>> START Passage

Goddess Erica (40:17.454)
I was kind of a little bit weirded out by the hate on ACLU because I understand a position of recognizing that there is nuance and that there is freedom of speech in these pornographical spaces, that there is an opportunity for education when it's done the right way. And to conflate it with something like
the way that the ACLU completely, I forget what the words were that she used, but she was like, know, they denounced the Klan, right? Right, they're not having parties with the Klan, right? But there's no part of racism that can be sliced into nuance.
Becky Mollenkamp (40:56.318)
Right, but they're at parties with pornographers.
Goddess Erica (41:09.144)
There is, you know, and we try to do it all the time, right? just listen to them. They're allowed their opinions. No, no, there is no room for racism. There is no room for non-consent. And that is across the board for everything. And I think that if that is the one lesson that we learn about everything, because you don't, the problem when she starts to talk about harm and...

>> END Passage

▶ Given task 1
Quote the part of the transcript that begins with the words containing "Right, but they're" and ends with "about harm and...".

>> START Dataset records

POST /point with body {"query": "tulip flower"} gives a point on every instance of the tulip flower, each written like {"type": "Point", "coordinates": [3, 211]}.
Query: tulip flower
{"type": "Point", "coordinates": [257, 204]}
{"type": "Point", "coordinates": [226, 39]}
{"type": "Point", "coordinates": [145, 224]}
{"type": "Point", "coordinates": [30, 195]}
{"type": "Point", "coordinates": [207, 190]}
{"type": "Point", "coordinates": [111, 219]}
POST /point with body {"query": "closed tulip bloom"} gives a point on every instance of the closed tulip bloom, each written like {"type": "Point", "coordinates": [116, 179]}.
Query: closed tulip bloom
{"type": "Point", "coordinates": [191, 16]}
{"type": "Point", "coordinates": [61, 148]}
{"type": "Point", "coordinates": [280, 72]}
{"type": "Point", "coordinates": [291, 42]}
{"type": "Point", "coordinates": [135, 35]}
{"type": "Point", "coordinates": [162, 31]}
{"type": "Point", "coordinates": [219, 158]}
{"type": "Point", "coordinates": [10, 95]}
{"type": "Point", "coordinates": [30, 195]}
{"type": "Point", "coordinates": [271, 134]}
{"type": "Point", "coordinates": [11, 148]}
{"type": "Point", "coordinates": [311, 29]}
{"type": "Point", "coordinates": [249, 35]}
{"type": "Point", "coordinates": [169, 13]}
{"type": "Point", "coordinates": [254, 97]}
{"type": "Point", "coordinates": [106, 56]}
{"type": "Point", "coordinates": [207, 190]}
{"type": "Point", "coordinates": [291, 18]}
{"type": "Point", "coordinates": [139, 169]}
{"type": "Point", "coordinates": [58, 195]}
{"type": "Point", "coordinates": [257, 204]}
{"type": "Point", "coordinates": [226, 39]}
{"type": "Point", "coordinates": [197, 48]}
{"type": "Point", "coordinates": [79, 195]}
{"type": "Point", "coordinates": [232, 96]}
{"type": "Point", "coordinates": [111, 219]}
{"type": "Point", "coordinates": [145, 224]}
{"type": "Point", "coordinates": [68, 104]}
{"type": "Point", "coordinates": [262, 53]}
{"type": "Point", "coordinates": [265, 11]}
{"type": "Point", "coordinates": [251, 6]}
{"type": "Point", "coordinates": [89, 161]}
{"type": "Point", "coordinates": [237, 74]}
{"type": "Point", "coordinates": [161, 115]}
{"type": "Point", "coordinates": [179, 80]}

>> END Dataset records

▶ Given task 2
From the listing, extract every line that contains the string "POST". Case counts.

▶ Correct answer 1
Right, but they're at parties with pornographers.
Goddess Erica (41:09.144)
There is, you know, and we try to do it all the time, right? just listen to them. They're allowed their opinions. No, no, there is no room for racism. There is no room for non-consent. And that is across the board for everything. And I think that if that is the one lesson that we learn about everything, because you don't, the problem when she starts to talk about harm and...

▶ Correct answer 2
POST /point with body {"query": "tulip flower"} gives a point on every instance of the tulip flower, each written like {"type": "Point", "coordinates": [3, 211]}.
POST /point with body {"query": "closed tulip bloom"} gives a point on every instance of the closed tulip bloom, each written like {"type": "Point", "coordinates": [116, 179]}.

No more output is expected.